Hastings said it wasn’t difficult to coax the now-famed survivalists share their knowledge of the outdoors for the greater good. The first one she reached out to was Garland, when she learned he was from Arkansas. “I messaged him and he was absolutely thrilled to come do it,” Hastings said. “As we were talking he told me there were other [castmates] who have skillsets that fit what we’ll be working on.”

Garland was included on an episode that challenges fans of the show. In the two weeks he spent in Arizona’s craggy Chiricuahua Mountains, he fed himself and his partner by cooking a snake he had pinned and axed. He also treated an open wound on his partner’s arm with tannins from a pot of acorns he gathered and boiled.

Jessica Lee spent 18 days alone in a Columbian rainforest after her partner tapped out two days into the challenge. Lee was forced to leave one day shy of her extraction date because of hypothermia. 

After his headstrong partner ditched halfway through the challenge of Grizzly Mountains of Montana, Joe Ortlip spent the remainder of his solitude  battling hunger and freezing night temperatures. He snacked on grasshoppers, fed on frogs and went face-to-face with a young bull moose before hiking several miles to the extraction point.

“These guys have a different take than what we normally would in a classroom setting,” Hastings explained, “because they’ve been out for 21 days, they’ve actually built fires when it was raining and found their own food. We kind of felt it would be a different perspective for our searchers.”

◆ MATERIAL PROVIDED ◆
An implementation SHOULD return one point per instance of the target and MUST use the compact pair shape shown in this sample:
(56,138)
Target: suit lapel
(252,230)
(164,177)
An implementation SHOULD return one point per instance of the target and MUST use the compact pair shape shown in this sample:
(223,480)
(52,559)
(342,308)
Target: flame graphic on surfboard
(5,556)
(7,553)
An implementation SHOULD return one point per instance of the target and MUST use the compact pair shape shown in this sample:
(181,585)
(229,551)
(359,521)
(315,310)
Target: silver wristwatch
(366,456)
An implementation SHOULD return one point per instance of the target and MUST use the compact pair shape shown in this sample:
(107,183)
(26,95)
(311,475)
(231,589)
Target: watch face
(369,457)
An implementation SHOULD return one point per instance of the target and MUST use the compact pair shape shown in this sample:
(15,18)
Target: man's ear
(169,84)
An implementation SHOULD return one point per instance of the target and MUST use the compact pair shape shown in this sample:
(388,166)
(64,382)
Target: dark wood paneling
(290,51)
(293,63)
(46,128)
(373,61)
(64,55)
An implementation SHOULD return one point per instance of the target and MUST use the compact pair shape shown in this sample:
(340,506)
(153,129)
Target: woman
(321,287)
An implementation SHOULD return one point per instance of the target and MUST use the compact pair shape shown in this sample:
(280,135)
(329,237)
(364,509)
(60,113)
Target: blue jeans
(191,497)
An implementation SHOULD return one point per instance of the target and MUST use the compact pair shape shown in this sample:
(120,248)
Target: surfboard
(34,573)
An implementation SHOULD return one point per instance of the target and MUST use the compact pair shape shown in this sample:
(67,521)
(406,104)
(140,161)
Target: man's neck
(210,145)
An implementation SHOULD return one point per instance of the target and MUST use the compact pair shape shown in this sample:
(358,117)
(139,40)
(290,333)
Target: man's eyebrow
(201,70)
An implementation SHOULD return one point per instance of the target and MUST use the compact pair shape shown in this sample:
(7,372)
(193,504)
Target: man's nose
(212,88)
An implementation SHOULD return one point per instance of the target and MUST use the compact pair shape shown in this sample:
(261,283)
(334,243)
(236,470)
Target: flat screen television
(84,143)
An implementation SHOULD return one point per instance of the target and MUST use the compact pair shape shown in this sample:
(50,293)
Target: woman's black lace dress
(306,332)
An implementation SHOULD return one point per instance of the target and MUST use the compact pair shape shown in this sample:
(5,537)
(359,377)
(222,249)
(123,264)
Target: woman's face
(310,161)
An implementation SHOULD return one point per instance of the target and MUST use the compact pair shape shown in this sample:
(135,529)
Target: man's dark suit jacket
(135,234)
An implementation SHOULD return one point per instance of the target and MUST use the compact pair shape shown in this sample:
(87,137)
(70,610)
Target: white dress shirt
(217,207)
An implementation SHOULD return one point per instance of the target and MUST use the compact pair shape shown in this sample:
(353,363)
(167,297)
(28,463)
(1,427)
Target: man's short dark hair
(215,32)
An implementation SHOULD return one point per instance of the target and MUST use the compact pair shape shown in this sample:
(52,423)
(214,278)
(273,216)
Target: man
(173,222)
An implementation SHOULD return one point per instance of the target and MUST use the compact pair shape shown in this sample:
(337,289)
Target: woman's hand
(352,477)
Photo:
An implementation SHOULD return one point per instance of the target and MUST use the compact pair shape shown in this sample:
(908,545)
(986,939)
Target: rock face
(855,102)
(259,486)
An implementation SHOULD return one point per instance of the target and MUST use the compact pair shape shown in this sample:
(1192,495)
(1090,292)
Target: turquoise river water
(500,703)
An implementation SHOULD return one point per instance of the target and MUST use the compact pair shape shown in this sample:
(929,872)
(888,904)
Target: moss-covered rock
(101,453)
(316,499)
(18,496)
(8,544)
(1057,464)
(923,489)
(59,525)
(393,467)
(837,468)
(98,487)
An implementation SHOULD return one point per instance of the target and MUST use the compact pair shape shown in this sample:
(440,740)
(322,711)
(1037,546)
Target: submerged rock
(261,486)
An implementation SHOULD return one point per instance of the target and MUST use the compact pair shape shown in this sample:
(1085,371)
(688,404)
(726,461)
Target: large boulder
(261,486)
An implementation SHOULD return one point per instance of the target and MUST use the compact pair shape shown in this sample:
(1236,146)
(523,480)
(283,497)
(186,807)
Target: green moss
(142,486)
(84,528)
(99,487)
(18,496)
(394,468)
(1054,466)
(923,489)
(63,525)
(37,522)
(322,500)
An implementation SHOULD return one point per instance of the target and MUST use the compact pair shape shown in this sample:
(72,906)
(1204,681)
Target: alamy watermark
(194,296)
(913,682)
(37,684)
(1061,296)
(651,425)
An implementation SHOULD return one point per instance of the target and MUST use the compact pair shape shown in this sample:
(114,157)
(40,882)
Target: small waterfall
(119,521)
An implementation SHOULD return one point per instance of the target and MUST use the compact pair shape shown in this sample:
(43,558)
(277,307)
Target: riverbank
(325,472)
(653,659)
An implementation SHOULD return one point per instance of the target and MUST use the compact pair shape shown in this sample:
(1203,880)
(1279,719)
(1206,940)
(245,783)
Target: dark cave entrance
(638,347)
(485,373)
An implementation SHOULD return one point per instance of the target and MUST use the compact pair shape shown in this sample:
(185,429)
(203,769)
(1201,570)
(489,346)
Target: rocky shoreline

◆ WHAT TO WORK ON ◆
Pick up the article about the survivalists sharing their outdoor skills with searchers and continue it from its closing quote by Hastings.

◆ ANSWER BELOW ◆
At the conference, the search and rescue teams undergo training through various testing stations designed to ascertain they would be able to care for themselves as well as the missing person who’s been lost in the wilderness. “We put them through worst-case scenarios,” Hastings explained, “if it’s inclement weather or if they get lost and have to stay in the woods longer. It would be a rare occasion where they would have to stop and build themselves a shelter, but it could happen.”

In addition to the “Naked & Afraid” cast, agencies presenting include the National Association for Search and Rescue, U.S. Border Patrol, National Weather Service, Hot Spring County Office of Emergency Management, LifeNet, Franklin County SAR, Landers K9 Service, K9 Oklahoma, Oklahoma State Bureau of Investigation, Benton County SAR and Garland County SAR.